### Directions
Only one stretch of the data below should be repeated: the lines from the line containing "point: boat seat" through the line containing "point: boy in dark", inclusive, exactly as they are.

### Exercise input
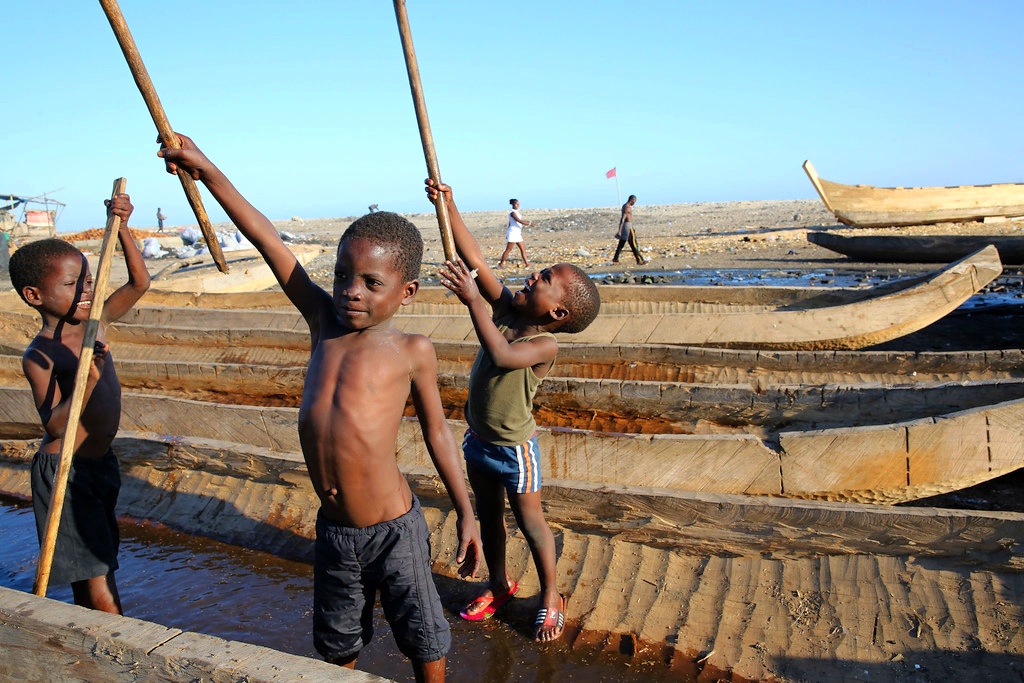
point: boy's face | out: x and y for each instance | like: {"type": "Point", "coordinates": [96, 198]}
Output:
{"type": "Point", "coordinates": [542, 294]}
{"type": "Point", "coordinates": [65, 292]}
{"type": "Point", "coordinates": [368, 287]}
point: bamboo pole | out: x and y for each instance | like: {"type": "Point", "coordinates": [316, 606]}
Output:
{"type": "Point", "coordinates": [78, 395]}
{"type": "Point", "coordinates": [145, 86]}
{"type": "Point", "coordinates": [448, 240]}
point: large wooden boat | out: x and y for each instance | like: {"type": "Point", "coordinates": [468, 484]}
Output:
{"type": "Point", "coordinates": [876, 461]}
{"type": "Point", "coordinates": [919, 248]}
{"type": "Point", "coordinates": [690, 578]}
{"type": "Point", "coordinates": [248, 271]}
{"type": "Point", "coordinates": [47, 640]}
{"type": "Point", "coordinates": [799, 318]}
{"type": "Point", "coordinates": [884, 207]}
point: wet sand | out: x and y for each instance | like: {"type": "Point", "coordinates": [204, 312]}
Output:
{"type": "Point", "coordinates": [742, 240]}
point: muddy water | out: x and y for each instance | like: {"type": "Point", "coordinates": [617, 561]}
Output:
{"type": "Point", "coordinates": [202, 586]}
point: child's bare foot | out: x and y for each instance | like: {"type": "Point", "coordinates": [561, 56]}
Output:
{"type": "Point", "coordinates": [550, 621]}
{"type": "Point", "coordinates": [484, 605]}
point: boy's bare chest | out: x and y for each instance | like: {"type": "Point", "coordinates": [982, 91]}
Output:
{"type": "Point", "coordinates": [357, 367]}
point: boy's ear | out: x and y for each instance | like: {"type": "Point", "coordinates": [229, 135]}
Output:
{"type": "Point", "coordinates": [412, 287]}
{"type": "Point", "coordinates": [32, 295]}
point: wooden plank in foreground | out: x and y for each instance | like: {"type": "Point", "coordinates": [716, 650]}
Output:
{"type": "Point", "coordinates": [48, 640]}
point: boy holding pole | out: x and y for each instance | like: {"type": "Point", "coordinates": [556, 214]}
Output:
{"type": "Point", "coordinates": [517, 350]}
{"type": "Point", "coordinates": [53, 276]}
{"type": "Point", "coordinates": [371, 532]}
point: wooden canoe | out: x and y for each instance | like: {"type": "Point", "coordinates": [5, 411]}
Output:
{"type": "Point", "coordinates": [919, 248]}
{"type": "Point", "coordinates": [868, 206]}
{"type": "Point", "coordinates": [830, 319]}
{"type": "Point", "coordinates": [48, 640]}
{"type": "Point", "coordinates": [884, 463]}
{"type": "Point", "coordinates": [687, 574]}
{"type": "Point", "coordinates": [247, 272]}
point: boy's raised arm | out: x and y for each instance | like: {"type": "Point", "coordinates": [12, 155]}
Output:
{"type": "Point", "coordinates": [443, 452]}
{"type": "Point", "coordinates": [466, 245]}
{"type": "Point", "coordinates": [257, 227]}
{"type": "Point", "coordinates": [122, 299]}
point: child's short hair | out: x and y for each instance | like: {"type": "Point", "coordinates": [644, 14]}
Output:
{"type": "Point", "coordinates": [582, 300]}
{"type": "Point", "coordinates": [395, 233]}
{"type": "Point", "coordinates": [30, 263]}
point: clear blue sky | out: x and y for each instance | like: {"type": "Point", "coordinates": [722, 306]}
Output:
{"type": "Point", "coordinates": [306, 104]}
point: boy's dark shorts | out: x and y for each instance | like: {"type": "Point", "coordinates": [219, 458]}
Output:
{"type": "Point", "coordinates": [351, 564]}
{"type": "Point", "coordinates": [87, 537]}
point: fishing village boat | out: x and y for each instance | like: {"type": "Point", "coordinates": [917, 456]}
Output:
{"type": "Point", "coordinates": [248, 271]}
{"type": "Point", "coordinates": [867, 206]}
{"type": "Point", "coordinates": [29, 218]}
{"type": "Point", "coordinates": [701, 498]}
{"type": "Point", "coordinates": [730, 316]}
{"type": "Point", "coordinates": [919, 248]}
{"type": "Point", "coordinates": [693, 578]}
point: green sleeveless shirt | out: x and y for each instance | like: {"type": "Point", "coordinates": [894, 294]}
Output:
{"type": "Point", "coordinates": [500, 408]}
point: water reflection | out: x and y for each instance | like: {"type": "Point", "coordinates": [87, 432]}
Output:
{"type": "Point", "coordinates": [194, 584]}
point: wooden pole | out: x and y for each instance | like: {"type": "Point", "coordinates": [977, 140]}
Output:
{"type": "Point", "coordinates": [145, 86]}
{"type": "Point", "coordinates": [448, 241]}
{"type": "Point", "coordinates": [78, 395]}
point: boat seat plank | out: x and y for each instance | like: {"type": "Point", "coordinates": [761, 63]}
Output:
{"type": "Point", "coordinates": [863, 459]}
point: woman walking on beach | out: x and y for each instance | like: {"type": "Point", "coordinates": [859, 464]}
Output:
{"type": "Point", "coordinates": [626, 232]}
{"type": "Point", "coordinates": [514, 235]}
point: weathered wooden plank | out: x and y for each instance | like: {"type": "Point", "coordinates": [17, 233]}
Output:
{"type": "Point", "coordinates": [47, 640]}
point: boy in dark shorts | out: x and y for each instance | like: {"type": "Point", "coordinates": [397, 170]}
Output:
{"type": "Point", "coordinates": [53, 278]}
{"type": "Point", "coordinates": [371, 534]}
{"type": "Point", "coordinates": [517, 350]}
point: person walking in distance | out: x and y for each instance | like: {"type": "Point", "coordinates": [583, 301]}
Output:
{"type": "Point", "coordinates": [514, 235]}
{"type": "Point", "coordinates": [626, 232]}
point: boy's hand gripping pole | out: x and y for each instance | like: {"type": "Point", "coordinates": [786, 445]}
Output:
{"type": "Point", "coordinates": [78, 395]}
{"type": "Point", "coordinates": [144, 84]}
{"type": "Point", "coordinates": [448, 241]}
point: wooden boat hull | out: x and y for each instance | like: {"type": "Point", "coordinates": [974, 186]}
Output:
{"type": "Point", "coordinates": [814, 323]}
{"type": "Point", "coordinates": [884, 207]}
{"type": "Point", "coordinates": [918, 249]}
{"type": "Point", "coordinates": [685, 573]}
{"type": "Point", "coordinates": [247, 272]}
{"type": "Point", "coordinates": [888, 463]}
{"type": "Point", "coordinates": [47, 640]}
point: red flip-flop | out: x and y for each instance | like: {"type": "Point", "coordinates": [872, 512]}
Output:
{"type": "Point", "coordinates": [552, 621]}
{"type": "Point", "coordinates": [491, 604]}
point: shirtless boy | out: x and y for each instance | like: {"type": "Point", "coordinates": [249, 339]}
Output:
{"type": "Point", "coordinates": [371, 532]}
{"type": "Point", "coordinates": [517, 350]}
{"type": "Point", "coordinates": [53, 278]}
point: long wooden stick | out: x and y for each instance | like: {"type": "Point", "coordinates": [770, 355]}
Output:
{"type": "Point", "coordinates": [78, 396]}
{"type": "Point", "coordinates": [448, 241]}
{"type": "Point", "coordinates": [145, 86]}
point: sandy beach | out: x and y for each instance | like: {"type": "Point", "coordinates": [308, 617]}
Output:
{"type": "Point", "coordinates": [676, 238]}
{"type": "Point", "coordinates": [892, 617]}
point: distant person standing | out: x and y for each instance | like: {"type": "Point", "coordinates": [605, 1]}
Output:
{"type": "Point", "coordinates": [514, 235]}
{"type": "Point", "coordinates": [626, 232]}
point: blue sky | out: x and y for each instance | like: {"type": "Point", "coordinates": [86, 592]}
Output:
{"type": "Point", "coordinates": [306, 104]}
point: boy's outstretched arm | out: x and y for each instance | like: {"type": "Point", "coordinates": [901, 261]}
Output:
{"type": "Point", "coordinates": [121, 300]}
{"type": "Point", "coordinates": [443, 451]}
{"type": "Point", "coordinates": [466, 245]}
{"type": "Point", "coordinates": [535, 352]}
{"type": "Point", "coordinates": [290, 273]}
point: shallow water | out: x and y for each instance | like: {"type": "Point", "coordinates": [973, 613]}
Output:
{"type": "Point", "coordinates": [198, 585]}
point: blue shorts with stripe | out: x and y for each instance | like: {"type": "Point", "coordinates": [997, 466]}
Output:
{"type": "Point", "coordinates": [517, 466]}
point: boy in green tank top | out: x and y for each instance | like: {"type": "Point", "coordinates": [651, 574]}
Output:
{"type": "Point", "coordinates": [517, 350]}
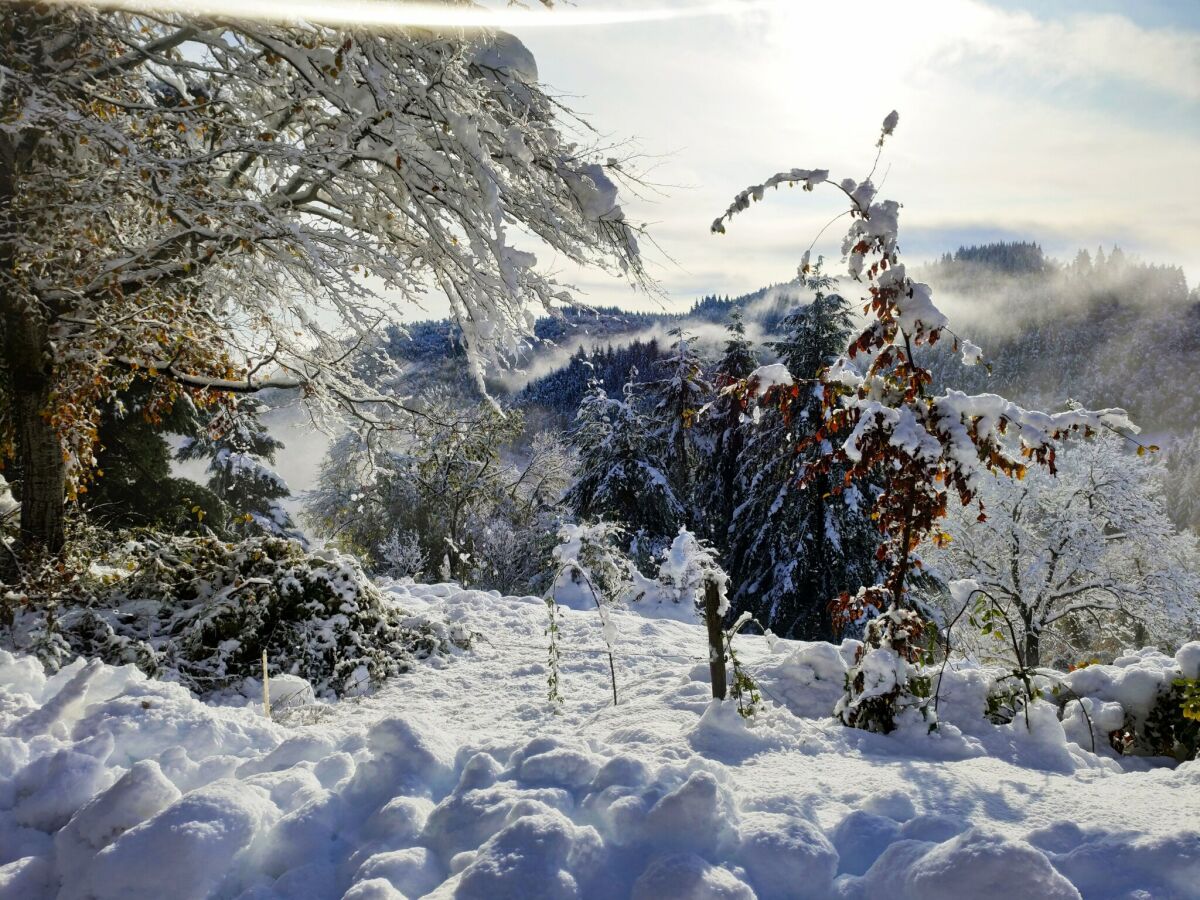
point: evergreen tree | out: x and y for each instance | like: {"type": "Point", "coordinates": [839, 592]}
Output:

### Response area
point: boat seat plank | out: x and y for each instance | like: {"type": "Point", "coordinates": [761, 63]}
Output:
{"type": "Point", "coordinates": [863, 459]}
point: woman walking on beach | out: x and y for each instance | like: {"type": "Point", "coordinates": [859, 464]}
Output:
{"type": "Point", "coordinates": [626, 232]}
{"type": "Point", "coordinates": [514, 235]}
point: weathered wooden plank | out: x and y for each instance | like: {"type": "Point", "coordinates": [17, 233]}
Output:
{"type": "Point", "coordinates": [47, 640]}
point: boy in dark shorts | out: x and y for each instance | like: {"type": "Point", "coordinates": [397, 170]}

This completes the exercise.